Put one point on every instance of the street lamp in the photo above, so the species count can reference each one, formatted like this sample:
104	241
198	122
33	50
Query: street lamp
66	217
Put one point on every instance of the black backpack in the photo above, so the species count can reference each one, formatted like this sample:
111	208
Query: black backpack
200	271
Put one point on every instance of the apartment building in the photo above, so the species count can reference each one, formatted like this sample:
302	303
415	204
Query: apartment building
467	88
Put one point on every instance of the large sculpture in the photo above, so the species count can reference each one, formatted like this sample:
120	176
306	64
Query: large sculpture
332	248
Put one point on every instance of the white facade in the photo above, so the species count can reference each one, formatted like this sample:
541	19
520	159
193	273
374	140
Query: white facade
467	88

_DIRECTIONS FOR THIS TASK_
Render every line of the records above as a JSON list of strings, one string per line, leaving out blank lines.

_REPLY_
[
  "Put one point on every instance of the street lamp in the photo above, so the species count can reference each one, formatted like this sample:",
  "104\t241",
  "198\t122",
  "33\t50",
  "Query: street lamp",
  "66\t217",
  "Put one point on every instance of the black backpack in the photo above, so the species count can reference each one, formatted like this sample:",
  "111\t208",
  "Query: black backpack",
  "200\t271",
  "Put one point on every instance of the apartment building in the photo above, so the species count can reference each one, formatted like this sample:",
  "302\t303",
  "415\t204",
  "Query: apartment building",
  "467\t88",
  "Put one point on every instance of the large sculpture in the photo above, so the species count can reference each one, formatted like this sample:",
  "120\t176",
  "306\t64",
  "Query: large sculpture",
  "332\t248",
  "Put one point on every instance of the white facade in the photo above, so the species count can reference each one, formatted like this sample:",
  "541\t19",
  "520\t159",
  "193\t273",
  "374\t140",
  "Query: white facade",
  "467\t88"
]